• _TAREFA_:
Passe para o inglês esta frase do trecho sobre Paulo e o Benfica: "A última partida que viu foi o Benfica-Paris Saint-Germain, jogo da Taça UEFA."

• _TRECHO ESCOLHIDO_:
Paulo perde-se por um bom prato de comida. No Aparthotel Mercure decidiu ensinar aos funcionários como se fazem as francesinhas, bacalhau à braz e arroz de cabidela. “Ainda na semana passada lhes dei a provar uma salada de frutas com vinho do Porto e eles adoraram”, diz.

Mas, quando se trata de futebol, o agente da PSP esquece as especialidades do Norte do País. Nessa altura, só tem olhos para a capital. Torce pelo Benfica e, tal como o pai, Amaro Monteiro, é sócio cativo e tenta vir a Lisboa o máximo de vezes para assistir aos encontros da equipa. A última partida que viu foi o Benfica-Paris Saint-Germain, jogo da Taça UEFA. No Brasil vê as partidas pela RTP Internacional ou ouve os relatos através de um programa de rádio on-line na internet. “O ano passado até fomos a Barcelona e, mesmo com a eliminação do Benfica na Liga dos Campeões, o Paulo gostou bastante da viagem”, lembra o pai, Amaro Monteiro.

• _DADOS FORNECIDOS_:
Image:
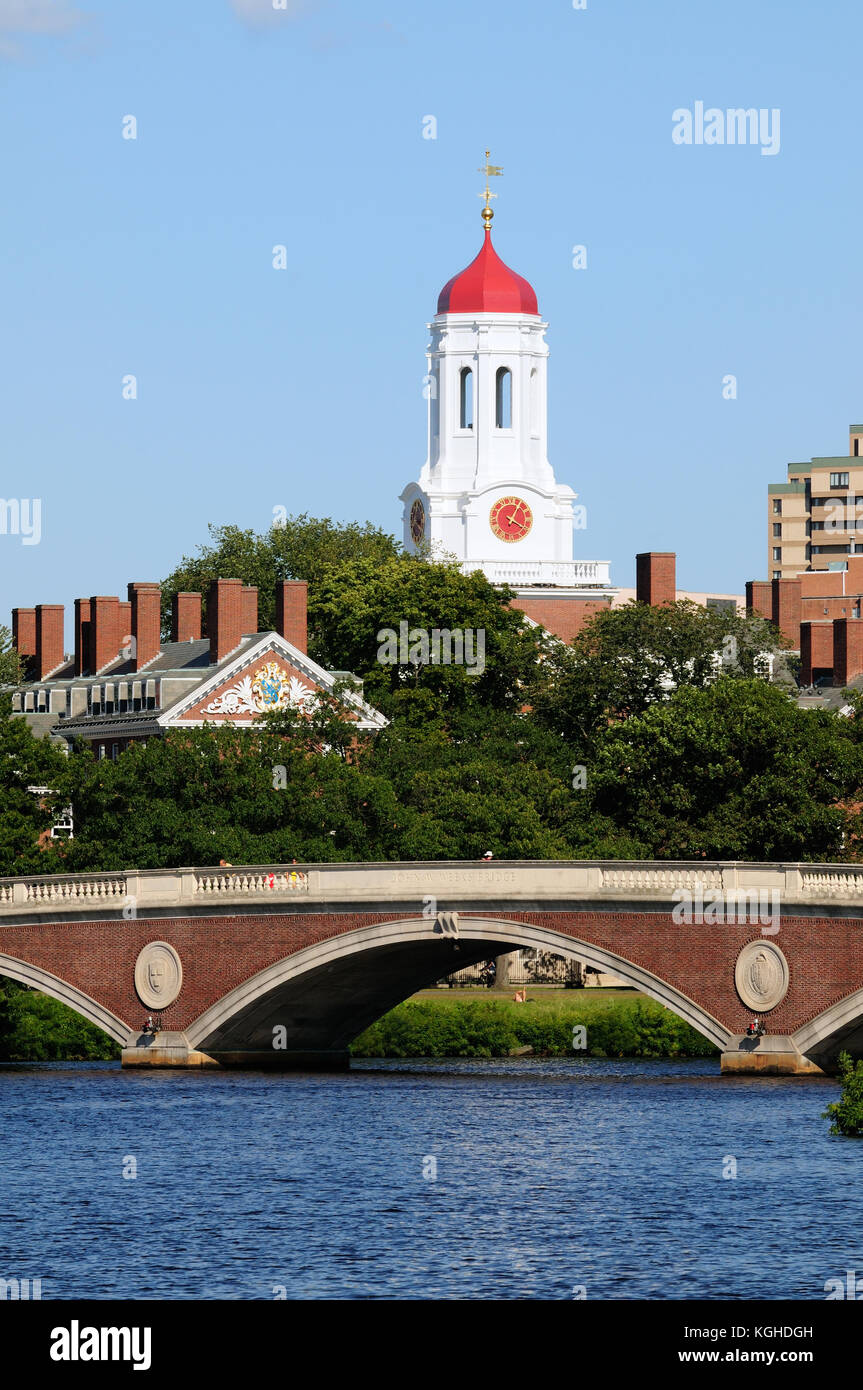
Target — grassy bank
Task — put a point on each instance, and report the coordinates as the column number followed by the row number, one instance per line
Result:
column 616, row 1023
column 34, row 1027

• _RESPOSTA ESCRITA_:
The last match he saw was Benfica vs. Paris Saint-Germain, a UEFA Cup game.